__The data__:

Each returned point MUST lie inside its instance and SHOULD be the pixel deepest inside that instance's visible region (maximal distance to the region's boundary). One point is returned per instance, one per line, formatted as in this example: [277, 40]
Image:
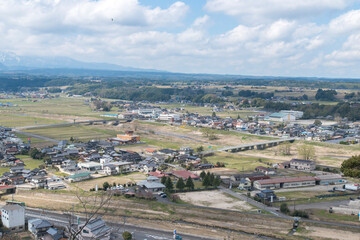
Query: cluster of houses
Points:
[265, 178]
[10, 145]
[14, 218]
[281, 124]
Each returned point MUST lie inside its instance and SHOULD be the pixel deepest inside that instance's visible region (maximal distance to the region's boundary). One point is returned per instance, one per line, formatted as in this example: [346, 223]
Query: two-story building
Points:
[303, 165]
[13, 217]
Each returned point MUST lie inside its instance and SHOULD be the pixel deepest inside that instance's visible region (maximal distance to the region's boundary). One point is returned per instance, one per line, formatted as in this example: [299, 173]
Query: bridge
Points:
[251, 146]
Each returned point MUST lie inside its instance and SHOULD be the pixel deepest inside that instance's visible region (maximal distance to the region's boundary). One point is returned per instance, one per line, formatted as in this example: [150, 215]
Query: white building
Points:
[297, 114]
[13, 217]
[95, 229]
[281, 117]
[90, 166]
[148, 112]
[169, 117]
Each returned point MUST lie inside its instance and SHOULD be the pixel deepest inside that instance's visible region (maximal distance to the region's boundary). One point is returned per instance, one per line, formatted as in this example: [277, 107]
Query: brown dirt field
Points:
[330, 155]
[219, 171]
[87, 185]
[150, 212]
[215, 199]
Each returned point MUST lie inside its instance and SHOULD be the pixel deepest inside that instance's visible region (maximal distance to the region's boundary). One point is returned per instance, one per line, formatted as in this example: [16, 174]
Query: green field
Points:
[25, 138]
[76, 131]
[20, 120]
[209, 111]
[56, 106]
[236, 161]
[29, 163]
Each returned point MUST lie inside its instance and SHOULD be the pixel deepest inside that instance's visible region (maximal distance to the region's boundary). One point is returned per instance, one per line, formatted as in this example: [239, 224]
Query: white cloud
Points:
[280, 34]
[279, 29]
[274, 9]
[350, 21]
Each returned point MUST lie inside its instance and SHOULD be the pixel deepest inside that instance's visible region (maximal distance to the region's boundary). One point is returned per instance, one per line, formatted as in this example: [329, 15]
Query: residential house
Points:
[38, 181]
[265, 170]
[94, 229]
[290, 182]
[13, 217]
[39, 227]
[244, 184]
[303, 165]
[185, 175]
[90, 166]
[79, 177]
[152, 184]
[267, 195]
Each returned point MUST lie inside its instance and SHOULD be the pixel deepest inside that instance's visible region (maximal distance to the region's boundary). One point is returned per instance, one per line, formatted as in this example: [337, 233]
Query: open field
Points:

__Problem requirements__: Give back, unchanged, the lines of the listing above that run from the line containing "example: [337, 233]" through the final line of the listing.

__Output below__:
Each returned point MUST lie inside its instance and SHOULD be the pixel deepest inside that instance's visible region (maximal distance to the region's boundary). One point is returned per instance, one per line, formatted as in this example: [337, 233]
Query: open field
Points:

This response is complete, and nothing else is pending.